* **Records**:
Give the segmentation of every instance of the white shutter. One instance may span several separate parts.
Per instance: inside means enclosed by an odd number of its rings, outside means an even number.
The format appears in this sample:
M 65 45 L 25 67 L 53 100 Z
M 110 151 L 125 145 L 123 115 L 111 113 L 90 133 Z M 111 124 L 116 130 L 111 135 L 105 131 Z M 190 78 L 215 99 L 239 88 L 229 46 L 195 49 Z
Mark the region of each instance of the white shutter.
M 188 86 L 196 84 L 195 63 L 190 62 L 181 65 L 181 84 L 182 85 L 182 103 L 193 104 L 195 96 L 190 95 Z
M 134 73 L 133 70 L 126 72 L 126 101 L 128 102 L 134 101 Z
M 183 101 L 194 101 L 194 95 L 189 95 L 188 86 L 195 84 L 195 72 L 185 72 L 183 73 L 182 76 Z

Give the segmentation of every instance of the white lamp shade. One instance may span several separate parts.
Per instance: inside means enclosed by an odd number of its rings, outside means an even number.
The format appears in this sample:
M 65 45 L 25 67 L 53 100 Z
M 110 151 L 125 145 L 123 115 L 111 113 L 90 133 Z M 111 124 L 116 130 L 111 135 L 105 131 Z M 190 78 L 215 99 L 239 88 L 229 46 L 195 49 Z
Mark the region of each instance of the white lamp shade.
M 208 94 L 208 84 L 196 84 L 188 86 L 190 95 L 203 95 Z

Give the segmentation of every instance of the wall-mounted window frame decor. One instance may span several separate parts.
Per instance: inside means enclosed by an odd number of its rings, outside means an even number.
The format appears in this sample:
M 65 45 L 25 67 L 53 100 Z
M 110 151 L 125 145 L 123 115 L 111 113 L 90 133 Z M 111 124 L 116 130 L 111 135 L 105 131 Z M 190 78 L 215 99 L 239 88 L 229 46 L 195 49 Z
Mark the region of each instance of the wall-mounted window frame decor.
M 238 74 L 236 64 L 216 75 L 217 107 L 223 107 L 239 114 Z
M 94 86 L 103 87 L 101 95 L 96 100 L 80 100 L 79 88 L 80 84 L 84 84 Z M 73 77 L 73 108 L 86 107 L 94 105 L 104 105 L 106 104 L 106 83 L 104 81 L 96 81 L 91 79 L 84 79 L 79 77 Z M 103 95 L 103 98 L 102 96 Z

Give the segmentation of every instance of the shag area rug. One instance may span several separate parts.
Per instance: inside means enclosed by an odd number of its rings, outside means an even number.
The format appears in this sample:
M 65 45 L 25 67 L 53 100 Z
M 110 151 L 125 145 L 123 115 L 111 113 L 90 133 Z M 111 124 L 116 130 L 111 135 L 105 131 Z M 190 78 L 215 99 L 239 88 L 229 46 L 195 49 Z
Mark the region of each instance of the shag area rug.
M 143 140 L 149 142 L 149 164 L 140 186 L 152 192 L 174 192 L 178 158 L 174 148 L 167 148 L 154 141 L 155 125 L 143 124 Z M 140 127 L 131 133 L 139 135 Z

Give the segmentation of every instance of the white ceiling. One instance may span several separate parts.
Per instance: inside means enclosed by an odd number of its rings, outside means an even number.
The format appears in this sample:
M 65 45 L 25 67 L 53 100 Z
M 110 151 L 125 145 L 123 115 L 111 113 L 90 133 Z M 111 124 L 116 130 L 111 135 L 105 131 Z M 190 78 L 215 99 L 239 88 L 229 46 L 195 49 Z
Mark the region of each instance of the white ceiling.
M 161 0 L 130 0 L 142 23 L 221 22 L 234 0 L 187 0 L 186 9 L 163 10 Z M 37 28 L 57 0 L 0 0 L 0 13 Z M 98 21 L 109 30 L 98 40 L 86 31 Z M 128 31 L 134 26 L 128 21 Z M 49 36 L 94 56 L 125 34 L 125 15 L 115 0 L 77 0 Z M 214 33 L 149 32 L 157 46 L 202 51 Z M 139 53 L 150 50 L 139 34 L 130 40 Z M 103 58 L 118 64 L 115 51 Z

* **Task to carry out**:
Find each line in the rows above that contains the word "lamp" and copy those lines out in full.

* **Exercise output**:
Give the segmentation of every instance of the white lamp shade. One instance may span several separate parts.
Mark the region of each instance of the white lamp shade.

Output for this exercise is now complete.